- [EXERCISE DESCRIPTION]:
Extract every line of the material below that contains the word "instance".

══ RECORDS TO USE

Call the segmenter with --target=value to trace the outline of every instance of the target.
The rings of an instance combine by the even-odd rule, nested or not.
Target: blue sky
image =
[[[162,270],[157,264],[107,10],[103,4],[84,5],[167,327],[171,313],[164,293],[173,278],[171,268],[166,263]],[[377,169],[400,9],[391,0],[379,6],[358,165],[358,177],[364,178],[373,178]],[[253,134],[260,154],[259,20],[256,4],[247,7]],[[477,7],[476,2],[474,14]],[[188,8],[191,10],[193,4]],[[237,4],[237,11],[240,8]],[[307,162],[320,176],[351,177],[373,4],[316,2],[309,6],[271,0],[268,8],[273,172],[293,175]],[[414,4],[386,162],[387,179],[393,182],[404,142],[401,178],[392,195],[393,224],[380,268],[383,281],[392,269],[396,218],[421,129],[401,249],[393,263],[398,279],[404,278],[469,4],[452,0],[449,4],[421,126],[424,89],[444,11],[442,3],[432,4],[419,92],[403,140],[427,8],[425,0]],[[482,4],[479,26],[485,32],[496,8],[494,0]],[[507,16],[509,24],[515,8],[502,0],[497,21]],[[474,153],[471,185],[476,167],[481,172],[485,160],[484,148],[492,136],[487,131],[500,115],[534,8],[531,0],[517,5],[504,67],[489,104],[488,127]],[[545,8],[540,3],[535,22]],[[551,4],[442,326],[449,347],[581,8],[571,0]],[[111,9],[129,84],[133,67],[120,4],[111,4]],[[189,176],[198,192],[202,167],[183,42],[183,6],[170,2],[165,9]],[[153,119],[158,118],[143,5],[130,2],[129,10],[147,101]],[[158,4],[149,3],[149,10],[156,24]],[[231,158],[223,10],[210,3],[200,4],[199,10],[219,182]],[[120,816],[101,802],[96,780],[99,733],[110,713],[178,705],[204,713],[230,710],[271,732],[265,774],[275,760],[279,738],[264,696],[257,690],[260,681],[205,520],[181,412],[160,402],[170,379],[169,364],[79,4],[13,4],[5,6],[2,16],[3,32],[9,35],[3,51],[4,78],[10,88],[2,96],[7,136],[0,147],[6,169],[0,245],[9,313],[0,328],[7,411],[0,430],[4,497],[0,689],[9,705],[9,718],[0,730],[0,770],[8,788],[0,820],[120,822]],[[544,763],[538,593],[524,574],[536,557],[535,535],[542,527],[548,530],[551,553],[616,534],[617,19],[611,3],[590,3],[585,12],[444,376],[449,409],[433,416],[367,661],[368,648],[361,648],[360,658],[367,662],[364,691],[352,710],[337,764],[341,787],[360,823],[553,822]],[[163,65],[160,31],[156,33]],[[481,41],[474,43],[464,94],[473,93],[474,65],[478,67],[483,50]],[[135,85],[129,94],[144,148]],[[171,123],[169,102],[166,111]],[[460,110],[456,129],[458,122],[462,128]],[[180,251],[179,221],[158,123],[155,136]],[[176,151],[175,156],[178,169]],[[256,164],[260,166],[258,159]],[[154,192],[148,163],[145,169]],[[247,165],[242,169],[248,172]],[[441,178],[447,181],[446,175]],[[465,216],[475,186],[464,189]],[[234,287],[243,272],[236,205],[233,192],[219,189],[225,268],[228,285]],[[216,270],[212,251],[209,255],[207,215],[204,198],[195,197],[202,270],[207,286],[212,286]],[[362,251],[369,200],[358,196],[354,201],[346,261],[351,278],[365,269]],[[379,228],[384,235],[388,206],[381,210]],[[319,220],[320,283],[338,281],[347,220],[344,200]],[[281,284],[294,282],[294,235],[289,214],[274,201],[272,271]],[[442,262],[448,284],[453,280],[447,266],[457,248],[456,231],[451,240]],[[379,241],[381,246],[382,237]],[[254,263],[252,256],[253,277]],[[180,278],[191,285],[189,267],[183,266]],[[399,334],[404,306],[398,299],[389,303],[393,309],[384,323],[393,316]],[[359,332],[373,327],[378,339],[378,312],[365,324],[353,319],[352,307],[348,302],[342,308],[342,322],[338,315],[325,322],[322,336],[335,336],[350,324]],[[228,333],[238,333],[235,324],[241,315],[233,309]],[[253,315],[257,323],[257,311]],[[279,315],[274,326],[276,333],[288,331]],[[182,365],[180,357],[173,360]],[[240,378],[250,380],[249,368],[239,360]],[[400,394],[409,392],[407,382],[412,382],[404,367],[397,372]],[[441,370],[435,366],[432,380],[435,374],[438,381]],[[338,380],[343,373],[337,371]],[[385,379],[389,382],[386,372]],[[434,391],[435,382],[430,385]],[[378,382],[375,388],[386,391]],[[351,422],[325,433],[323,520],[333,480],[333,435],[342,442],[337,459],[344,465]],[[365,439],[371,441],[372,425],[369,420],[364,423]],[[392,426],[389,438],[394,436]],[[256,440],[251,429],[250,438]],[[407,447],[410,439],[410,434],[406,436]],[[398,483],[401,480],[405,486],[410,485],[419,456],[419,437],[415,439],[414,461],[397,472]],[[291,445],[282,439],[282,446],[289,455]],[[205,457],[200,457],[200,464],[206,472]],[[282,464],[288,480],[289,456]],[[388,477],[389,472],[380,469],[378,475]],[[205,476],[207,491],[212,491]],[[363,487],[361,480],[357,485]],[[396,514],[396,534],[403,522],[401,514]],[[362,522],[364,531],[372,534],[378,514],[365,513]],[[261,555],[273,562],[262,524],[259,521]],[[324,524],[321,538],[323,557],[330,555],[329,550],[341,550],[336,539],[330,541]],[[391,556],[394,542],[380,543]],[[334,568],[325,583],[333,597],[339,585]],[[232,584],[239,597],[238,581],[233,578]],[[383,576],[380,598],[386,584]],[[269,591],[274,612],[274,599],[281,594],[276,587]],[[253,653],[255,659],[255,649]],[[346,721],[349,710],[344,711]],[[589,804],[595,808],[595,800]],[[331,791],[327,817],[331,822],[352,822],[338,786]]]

════

- [RESULT OF THE EXERCISE]:
Call the segmenter with --target=value to trace the outline of every instance of the target.
The rings of an instance combine by the even-odd rule, nested or not.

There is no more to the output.